Every line below that holds the string "nose" must be copied.

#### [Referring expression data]
________________________________________
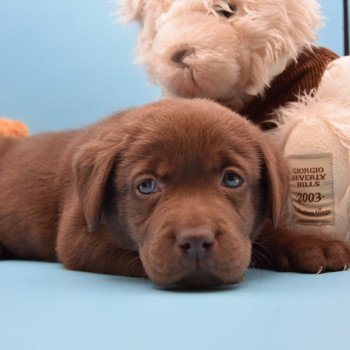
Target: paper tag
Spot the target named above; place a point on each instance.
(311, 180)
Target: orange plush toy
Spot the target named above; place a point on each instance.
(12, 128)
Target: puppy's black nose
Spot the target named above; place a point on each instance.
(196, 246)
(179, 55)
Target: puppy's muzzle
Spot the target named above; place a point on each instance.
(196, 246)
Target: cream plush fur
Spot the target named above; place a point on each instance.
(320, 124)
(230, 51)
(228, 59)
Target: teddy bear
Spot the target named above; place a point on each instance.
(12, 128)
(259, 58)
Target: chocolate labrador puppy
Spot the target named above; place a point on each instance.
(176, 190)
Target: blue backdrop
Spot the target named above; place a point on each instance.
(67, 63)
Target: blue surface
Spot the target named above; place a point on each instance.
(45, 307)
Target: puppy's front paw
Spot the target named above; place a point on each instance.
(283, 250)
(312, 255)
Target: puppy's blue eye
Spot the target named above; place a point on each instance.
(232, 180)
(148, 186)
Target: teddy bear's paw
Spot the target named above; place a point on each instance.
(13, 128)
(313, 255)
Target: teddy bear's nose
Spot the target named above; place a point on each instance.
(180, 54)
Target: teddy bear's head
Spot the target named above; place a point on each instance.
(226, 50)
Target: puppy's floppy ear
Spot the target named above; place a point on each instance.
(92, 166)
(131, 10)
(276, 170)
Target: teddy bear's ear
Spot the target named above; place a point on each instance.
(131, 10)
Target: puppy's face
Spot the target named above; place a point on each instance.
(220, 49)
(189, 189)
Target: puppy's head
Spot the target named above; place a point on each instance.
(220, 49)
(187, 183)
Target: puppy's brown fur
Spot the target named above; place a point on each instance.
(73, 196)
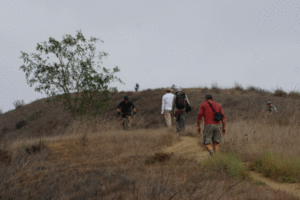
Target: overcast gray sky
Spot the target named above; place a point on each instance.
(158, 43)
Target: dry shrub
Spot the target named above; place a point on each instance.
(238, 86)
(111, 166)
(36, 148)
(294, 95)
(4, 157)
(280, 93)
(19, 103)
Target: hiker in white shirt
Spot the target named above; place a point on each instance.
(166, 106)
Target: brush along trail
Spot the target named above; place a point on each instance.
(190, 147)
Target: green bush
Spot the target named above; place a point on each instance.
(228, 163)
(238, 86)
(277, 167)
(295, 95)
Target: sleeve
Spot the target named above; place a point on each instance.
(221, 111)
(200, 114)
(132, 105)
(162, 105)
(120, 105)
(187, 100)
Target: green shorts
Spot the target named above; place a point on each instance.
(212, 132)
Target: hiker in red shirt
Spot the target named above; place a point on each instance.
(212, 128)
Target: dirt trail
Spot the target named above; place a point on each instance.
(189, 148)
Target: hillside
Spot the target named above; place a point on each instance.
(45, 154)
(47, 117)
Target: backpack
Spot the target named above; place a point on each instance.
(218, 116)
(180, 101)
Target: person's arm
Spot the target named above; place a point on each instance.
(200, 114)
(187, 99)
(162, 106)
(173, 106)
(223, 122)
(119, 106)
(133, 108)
________________________________________
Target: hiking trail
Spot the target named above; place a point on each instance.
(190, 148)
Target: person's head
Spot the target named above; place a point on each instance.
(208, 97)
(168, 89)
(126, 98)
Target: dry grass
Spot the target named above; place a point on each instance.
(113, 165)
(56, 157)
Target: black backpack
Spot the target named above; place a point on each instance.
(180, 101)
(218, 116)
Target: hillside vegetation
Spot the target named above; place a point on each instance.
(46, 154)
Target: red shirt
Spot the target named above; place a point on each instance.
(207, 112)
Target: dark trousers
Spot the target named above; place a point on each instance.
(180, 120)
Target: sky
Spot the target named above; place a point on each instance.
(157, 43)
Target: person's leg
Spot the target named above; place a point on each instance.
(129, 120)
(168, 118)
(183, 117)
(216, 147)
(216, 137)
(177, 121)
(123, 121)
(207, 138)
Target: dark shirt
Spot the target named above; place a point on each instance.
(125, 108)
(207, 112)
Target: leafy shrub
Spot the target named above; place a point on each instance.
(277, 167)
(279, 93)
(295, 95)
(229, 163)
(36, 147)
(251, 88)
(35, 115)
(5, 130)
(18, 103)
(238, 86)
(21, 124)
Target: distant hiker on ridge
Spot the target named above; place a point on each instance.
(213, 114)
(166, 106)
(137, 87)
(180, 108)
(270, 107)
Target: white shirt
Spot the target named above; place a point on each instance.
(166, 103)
________________________________________
#### [RESPONSE]
Target: puppy's black nose
Target: teddy bear's nose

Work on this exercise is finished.